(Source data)
++++++++

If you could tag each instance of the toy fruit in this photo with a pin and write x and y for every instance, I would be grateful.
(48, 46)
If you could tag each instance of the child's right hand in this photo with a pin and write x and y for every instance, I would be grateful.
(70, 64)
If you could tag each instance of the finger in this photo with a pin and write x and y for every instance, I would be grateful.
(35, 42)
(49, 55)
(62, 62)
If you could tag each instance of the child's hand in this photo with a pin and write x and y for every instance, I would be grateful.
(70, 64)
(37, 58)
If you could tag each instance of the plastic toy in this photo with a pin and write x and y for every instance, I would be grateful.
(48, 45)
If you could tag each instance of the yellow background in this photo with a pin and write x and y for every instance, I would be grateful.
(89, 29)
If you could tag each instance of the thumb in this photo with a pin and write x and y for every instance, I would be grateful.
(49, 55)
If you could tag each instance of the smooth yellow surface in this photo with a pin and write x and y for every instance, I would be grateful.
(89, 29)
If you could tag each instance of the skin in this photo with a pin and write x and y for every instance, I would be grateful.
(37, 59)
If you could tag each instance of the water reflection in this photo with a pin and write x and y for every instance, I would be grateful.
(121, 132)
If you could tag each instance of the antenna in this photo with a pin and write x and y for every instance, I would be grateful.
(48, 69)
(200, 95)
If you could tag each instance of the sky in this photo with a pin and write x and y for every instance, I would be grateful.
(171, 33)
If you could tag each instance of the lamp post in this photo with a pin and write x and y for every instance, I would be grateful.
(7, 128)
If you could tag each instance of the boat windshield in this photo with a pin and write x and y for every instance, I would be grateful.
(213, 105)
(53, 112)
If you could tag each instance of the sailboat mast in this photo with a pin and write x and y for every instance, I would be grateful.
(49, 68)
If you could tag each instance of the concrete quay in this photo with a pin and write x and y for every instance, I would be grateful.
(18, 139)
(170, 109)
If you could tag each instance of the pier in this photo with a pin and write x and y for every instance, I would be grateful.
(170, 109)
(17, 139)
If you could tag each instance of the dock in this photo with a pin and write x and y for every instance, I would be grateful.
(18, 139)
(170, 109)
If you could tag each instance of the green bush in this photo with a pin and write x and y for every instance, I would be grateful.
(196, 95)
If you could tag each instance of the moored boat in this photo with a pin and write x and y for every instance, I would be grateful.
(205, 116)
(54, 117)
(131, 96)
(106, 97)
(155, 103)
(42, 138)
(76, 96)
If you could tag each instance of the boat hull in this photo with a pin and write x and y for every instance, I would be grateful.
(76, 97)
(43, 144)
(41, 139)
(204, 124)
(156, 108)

++++++++

What the exercise asks:
Recast every line of the data above as a numbered list, leaving out any blank lines.

Solution for this task:
1. If you could tag each instance of the toy fruit in this photo with a pin and write x and y for every instance, I would be grateful.
2. (48, 46)
3. If you could tag each instance of the child's right hand in this photo with a pin and write x and y for every instance, I would be grateful.
4. (70, 64)
5. If you could tag each instance of the finger in this photo with a pin and write x and y for every instance, I would be grateful.
6. (35, 42)
7. (49, 55)
8. (62, 62)
9. If you could tag each instance of the child's hand in this photo with a pin and write x and y for every instance, I would be grateful.
10. (70, 64)
11. (37, 58)
12. If you could tag each instance of the plastic toy in this photo with a pin and write x and y for every instance, I would be grateful.
13. (48, 45)
14. If you could tag each instance of the yellow background in this photo with a pin and write x and y for every instance, I would be grateful.
15. (89, 29)
16. If you could tag each instance of the thumb in this photo with a pin and write x and y for every instance, I would be grateful.
17. (49, 55)
18. If you could tag each instance of the smooth yellow surface in this photo with a pin and write x and y for every instance, I would be grateful.
19. (89, 29)
20. If you could tag each instance of the skin in this photo with a pin and write x and y for every instance, I would be grateful.
21. (37, 59)
22. If you could tag each instance of the water reflection in this photo with a pin and write x and y for every instance, I would be grateful.
23. (121, 132)
24. If you could tag each instance of the antenna in this photo with a pin and write x and y for every instance, I would be grateful.
25. (48, 69)
26. (200, 95)
27. If you could tag each instance of the sky in this photo with a pin and write x and y for every instance, I would be grateful.
28. (171, 33)
29. If you could tag each instance of the lamp post in this photo with a pin and write x and y for every instance, I would be grateful.
30. (7, 128)
31. If you could tag each instance of the boat windshield in this photo with a pin and write x and y for every instance, I would be grateful.
32. (213, 105)
33. (53, 112)
34. If you could tag each instance of the sailboat mast in this photo with a pin and write x and y for every instance, I would be grateful.
35. (49, 68)
36. If you could tag each instance of the concrete quay in this photo with a pin and write x and y for every instance, I would be grateful.
37. (18, 139)
38. (170, 109)
39. If you could tag each instance of the pier in this photo with a pin and write x and y for every instance, I would be grateful.
40. (170, 109)
41. (17, 139)
42. If you could tag each instance of the dock in this photo with a pin and write x and y for every instance, I would be grateful.
43. (18, 139)
44. (170, 109)
45. If you could tag each instance of the green bush in this photo with a pin and write x and y for every instance, I would be grateful.
46. (196, 95)
47. If you could tag each instance of the moored boat in this photo with a pin and write x and y for every instance, I would be grateful.
48. (205, 116)
49. (54, 117)
50. (131, 96)
51. (106, 97)
52. (155, 103)
53. (42, 138)
54. (76, 96)
55. If you could tag each instance of the boat hull in this photo with a pin and write x and y for every instance, I would be grateful.
56. (76, 97)
57. (43, 144)
58. (41, 139)
59. (204, 124)
60. (156, 108)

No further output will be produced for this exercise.